--- EXCERPTED PASSAGE ---

American dogma has it that democracy and free markets are the big factors behind our long-time world domination. And maybe those protective oceans. Well, the democracy portion of that theory has always shown more flaws than we care to admit (witness Jim Crow, Florida, and Ohio), and the markets have lately been coming apart at the seams. In both cases, the finger of blame points toward greed.
Given the preeminence of voting machines these days, there are few actual ballot boxes or party-boss pockets left to stuff. This has been tough on local political leaders of both parties, but many Republican state officials have deftly taken up the slack. They’ve contrived marvelously clever schemes to disenfranchise poor voters for the benefit of the rich. Just take them off the enrollment list if they move or get convicted, require them to have a photo ID, and make them wait in long lines. Piece of cake. Business then controls the government. But in this last election, public rage blessedly overcame all those malevolent tricks because greed finally overplayed its hand. Real change is now at least theoretically possible for a moment, if not totally likely.
Over on the free market side of the domination theory, there seems no possibility of change at all. Greed has won -- Henry Ford is dead. Instead of CEOs making 30 to 40 times the pay of their lowest workers as in days of old, now it’s 300 to 400 times. In other words, the boss makes as much in a day as the grunt makes in a year.
A review of CEOs listed in the Standard and Poor’s 500 Index calculated their average pay last year at $8.4 million, up $280,000 in 12 months. Plus, some guys of course did much better. Larry Ellison of Oracle pulled down $84 million in ’08, nosing out John Thain of Merrill Lynch at $83 million. Yes, THAT Merrill Lynch.

--- LISTED ENTRIES ---

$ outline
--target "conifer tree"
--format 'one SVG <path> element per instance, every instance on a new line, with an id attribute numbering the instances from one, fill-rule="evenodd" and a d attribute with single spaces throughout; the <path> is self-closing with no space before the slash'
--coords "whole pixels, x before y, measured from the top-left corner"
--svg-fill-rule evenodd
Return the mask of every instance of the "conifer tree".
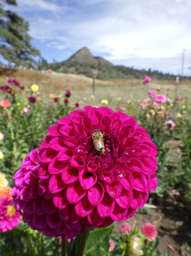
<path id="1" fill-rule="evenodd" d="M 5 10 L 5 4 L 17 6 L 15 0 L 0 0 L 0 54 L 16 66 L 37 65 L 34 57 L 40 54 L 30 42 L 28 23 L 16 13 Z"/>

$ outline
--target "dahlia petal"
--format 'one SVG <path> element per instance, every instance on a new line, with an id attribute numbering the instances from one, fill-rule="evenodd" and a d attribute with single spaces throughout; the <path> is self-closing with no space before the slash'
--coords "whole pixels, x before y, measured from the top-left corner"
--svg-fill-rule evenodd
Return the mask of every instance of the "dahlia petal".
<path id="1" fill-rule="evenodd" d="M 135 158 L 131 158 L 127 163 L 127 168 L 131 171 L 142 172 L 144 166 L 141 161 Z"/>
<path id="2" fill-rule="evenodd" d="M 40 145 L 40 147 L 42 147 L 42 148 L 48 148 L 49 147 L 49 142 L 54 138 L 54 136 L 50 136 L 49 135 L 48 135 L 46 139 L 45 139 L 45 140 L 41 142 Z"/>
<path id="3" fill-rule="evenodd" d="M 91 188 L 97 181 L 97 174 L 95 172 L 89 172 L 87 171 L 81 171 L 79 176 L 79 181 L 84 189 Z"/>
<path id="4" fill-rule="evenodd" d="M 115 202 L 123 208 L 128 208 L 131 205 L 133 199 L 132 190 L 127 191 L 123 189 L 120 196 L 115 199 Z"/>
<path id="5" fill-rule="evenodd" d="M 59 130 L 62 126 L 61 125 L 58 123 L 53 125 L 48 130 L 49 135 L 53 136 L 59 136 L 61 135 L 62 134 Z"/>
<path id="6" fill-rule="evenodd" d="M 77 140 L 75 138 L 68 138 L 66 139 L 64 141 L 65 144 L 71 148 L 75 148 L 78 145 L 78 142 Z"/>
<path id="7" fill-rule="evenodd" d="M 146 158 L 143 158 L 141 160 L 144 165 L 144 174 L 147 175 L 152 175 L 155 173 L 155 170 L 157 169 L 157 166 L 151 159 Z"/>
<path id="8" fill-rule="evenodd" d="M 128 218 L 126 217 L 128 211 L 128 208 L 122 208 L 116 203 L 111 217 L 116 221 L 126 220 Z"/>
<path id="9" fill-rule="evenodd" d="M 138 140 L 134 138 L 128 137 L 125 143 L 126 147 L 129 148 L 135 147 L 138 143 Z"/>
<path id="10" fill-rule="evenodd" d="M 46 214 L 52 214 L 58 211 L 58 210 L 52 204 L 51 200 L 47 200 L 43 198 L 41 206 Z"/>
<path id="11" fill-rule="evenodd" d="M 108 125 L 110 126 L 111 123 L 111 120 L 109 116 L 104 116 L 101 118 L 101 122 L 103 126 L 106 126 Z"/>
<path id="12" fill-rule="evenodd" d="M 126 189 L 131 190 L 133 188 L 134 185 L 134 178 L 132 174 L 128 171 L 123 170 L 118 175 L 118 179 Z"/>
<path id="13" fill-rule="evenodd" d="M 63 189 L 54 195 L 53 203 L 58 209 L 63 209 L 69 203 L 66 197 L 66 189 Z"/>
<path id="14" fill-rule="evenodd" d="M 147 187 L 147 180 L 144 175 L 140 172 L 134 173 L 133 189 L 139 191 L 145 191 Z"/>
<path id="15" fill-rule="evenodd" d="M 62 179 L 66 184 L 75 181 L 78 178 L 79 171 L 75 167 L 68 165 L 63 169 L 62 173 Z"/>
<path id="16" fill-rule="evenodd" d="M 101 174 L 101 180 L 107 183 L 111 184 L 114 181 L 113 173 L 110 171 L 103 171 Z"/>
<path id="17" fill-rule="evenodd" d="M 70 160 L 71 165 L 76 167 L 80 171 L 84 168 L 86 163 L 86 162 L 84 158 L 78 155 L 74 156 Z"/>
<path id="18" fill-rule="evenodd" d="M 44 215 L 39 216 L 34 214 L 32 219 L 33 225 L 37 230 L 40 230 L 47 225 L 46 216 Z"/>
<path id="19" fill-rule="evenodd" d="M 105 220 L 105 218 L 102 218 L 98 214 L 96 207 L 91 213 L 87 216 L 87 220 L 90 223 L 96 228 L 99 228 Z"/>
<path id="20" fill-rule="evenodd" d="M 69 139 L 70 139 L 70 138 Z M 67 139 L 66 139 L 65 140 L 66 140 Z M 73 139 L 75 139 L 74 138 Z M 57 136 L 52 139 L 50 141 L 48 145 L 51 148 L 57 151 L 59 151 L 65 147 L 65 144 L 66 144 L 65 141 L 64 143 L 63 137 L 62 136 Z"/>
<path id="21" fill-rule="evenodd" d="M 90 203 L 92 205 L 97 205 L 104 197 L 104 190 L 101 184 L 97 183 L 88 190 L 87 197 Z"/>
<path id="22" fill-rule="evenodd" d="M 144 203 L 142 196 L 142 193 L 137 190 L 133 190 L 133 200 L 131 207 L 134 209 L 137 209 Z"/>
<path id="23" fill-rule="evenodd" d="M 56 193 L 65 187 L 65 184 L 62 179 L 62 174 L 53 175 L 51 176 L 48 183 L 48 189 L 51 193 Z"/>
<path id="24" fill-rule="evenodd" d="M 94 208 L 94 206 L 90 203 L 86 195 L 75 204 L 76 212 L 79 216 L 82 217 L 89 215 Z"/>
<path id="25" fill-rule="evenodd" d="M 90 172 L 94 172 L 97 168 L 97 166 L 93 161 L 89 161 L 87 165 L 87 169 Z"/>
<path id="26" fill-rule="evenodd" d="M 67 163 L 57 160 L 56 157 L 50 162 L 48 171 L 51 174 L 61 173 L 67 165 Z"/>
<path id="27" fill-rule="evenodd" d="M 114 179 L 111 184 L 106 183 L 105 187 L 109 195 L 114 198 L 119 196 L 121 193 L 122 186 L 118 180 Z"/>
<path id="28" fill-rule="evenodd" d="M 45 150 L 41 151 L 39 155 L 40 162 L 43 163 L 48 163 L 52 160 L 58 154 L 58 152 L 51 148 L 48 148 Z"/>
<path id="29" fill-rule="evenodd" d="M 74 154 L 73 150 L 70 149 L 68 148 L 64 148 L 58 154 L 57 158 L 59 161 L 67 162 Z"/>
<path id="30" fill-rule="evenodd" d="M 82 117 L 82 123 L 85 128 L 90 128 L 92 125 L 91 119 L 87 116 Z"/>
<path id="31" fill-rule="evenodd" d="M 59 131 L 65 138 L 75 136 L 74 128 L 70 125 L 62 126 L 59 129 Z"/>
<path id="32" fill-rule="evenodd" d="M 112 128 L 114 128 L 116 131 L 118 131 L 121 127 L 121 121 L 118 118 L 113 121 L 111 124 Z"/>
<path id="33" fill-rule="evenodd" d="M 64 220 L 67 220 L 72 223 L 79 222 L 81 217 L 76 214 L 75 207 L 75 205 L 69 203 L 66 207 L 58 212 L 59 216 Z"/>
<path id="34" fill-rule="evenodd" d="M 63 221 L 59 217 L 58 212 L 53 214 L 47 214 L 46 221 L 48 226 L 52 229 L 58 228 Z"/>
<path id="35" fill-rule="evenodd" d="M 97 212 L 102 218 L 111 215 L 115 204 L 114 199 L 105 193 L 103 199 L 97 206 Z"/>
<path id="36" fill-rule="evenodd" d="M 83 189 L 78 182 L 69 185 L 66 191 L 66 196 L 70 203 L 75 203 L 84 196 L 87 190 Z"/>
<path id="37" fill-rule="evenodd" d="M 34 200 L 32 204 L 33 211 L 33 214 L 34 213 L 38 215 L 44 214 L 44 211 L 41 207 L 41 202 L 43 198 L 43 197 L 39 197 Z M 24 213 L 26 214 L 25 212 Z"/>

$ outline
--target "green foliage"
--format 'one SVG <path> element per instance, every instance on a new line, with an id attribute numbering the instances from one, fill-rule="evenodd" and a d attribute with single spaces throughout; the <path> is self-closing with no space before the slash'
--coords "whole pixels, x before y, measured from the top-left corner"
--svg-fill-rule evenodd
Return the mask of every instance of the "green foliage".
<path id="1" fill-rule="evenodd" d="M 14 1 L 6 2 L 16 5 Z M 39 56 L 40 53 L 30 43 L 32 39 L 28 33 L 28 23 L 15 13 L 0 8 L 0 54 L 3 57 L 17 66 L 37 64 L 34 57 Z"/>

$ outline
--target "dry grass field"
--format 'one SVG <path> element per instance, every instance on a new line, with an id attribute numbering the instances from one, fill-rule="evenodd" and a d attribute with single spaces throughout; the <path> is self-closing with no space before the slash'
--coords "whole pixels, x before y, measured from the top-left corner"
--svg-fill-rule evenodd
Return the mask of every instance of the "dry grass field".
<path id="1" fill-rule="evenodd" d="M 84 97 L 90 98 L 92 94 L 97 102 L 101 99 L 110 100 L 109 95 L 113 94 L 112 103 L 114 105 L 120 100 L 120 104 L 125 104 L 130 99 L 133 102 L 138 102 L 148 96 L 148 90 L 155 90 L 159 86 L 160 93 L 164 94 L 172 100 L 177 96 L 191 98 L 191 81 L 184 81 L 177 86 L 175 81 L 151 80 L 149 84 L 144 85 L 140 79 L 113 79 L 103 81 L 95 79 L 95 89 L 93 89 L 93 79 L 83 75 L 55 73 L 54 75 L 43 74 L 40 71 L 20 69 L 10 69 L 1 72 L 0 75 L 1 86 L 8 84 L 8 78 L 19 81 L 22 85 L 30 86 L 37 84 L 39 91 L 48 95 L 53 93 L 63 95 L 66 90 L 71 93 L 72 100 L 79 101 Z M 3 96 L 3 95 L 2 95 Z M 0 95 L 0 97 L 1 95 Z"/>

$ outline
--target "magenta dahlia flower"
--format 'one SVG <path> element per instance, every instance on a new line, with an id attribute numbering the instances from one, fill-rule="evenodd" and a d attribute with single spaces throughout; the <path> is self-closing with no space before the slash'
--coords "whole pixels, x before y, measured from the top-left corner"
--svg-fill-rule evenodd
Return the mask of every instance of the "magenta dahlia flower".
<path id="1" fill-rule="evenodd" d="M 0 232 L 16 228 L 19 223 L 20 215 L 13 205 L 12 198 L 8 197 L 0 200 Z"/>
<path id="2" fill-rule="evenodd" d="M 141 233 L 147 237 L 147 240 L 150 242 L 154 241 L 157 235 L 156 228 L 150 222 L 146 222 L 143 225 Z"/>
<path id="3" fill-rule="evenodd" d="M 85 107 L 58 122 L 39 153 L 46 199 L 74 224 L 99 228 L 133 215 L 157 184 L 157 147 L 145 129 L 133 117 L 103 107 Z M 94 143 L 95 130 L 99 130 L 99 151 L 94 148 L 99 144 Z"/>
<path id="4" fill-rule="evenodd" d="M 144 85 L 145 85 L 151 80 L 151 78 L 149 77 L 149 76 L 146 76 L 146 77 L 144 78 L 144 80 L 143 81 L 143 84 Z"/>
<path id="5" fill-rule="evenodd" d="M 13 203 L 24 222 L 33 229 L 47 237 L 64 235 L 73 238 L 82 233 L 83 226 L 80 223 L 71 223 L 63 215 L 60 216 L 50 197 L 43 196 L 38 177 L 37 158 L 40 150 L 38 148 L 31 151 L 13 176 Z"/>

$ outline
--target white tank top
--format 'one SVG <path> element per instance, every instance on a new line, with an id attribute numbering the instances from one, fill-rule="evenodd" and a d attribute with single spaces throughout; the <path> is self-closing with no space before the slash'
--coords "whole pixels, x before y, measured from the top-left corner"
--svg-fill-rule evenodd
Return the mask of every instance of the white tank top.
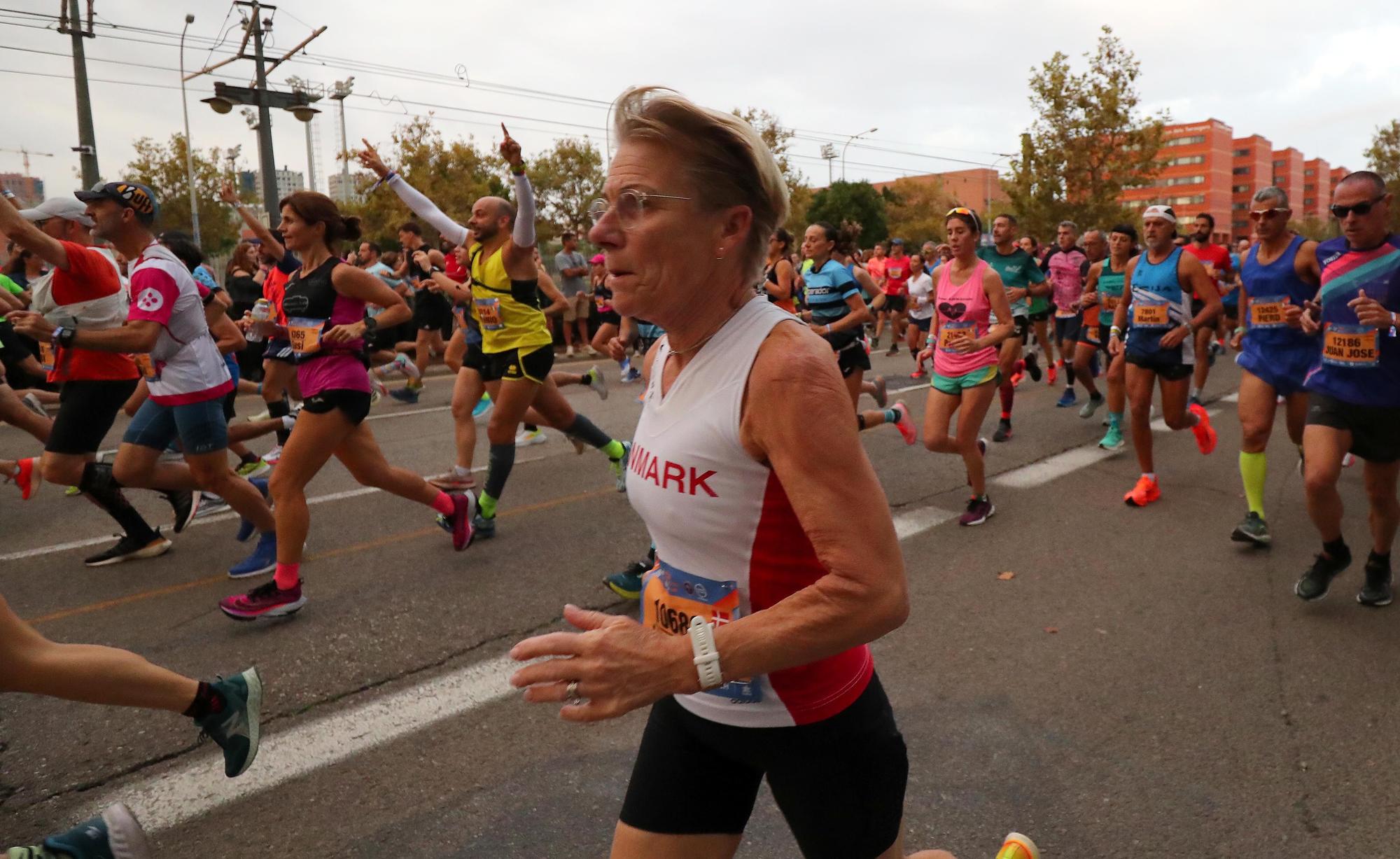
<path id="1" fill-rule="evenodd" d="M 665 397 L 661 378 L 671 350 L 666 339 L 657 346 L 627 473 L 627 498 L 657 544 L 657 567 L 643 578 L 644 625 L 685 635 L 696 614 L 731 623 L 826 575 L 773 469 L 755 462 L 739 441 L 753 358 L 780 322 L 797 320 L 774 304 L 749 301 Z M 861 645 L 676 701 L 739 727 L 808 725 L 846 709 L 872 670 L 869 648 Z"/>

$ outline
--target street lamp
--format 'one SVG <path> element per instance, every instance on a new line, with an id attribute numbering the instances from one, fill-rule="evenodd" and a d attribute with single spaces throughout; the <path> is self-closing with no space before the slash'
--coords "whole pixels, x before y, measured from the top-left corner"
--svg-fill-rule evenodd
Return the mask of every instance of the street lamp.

---

→ EXERCISE REQUIREMENTS
a. Please retype the part of the essay on greed and CEO pay that begins at the words "American dogma has" and stops after "points toward greed.".
b. Extend the essay on greed and CEO pay, picking up after its last sentence.

→ RESPONSES PER TASK
a.
American dogma has it that democracy and free markets are the big factors behind our long-time world domination. And maybe those protective oceans. Well, the democracy portion of that theory has always shown more flaws than we care to admit (witness Jim Crow, Florida, and Ohio), and the markets have lately been coming apart at the seams. In both cases, the finger of blame points toward greed.

b.
Personal performance, it turns out, no longer has much bearing on pay, except maybe in sports. As all those Wall Street firms were sliding down the tubes, bonuses were flying out as if nothing had happened. Business has developed a culture of entitlement that bears little relationship to a boss’s true worth. Avarice has become a personal club, independent of company success. Success instead is measured individually by which mogul dies with the most toys.
Author Jim Hightower has unearthed some companies that even pay CEOs after they die. One requires a “non-compete” clause for decedents and another offers car allowance. There is obviously more going on here than meets the eye.
One thing that’s going on is the collapse of American business ethics. The reason we have to watch grainy old copies of “It’s A Wonderful Life” at Christmas is because the industry has long since stopped making films reflecting such quaint personal values.
This creates a touching irony in Connecticut. The legislature here is into movies, debating if they should condition future tax credits and cheap loans on whether the CEO makes more than 25 times the pay of the lowliest worker. The film industry has, up to now, been a big beneficiary of that giveaway.
Congress is traveling that same road, putting a pay cap on some CEOs who receive bailouts. Unfortunately that horse is already out of the barn, but better late than never.
A deeper question is, if hard times continue, would Congress contemplate such a cap on all corporations, which after all owe to the government their fundamental legal right to be treated as “persons”?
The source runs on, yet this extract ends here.